Task brief
Copy out exactly the lines below that run from the one holding "instance of the sky" to the one holding "Target: rocky outcrop", keeping both of those lines and no others.

-------- Data provided --------

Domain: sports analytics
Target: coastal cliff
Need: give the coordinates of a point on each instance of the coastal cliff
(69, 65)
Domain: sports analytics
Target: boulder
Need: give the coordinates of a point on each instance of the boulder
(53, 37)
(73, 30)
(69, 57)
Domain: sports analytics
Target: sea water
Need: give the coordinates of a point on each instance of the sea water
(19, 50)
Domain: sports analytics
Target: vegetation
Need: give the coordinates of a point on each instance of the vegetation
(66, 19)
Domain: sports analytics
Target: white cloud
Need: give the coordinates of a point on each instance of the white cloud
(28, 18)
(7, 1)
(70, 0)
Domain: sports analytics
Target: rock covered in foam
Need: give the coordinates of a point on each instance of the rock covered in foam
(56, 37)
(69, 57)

--------
-------- Data provided --------

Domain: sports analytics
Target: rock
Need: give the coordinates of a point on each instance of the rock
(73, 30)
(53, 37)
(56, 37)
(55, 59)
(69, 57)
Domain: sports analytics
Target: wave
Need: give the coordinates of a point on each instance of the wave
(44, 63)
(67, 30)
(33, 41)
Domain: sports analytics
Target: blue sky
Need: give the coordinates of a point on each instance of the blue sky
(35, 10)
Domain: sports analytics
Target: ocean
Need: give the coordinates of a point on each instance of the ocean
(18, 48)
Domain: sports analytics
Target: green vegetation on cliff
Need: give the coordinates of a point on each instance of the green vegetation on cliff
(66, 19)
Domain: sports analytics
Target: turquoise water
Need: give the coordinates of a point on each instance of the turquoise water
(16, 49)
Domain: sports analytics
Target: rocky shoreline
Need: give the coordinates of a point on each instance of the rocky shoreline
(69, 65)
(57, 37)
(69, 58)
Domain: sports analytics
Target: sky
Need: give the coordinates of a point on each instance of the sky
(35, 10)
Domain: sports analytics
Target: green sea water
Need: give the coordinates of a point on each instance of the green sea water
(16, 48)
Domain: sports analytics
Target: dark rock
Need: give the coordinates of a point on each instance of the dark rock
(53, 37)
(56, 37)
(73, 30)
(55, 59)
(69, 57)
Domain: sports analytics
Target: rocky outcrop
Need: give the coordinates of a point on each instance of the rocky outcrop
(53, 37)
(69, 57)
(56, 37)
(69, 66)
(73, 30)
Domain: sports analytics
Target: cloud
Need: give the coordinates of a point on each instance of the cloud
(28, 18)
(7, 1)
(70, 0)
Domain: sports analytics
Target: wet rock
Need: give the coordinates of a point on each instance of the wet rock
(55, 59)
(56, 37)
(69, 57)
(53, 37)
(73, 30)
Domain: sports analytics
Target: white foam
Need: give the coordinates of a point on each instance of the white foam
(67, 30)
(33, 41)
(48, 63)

--------

Answer to this task
Need: give the coordinates of a point on each instance of the sky
(35, 10)
Domain: sports analytics
Target: green sea water
Need: give the coordinates of a point on each instance of the green sea water
(16, 48)
Domain: sports analytics
Target: dark rock
Need: give the coordinates of a point on each instance of the dark rock
(53, 37)
(56, 37)
(73, 30)
(55, 59)
(69, 57)
Domain: sports analytics
Target: rocky outcrop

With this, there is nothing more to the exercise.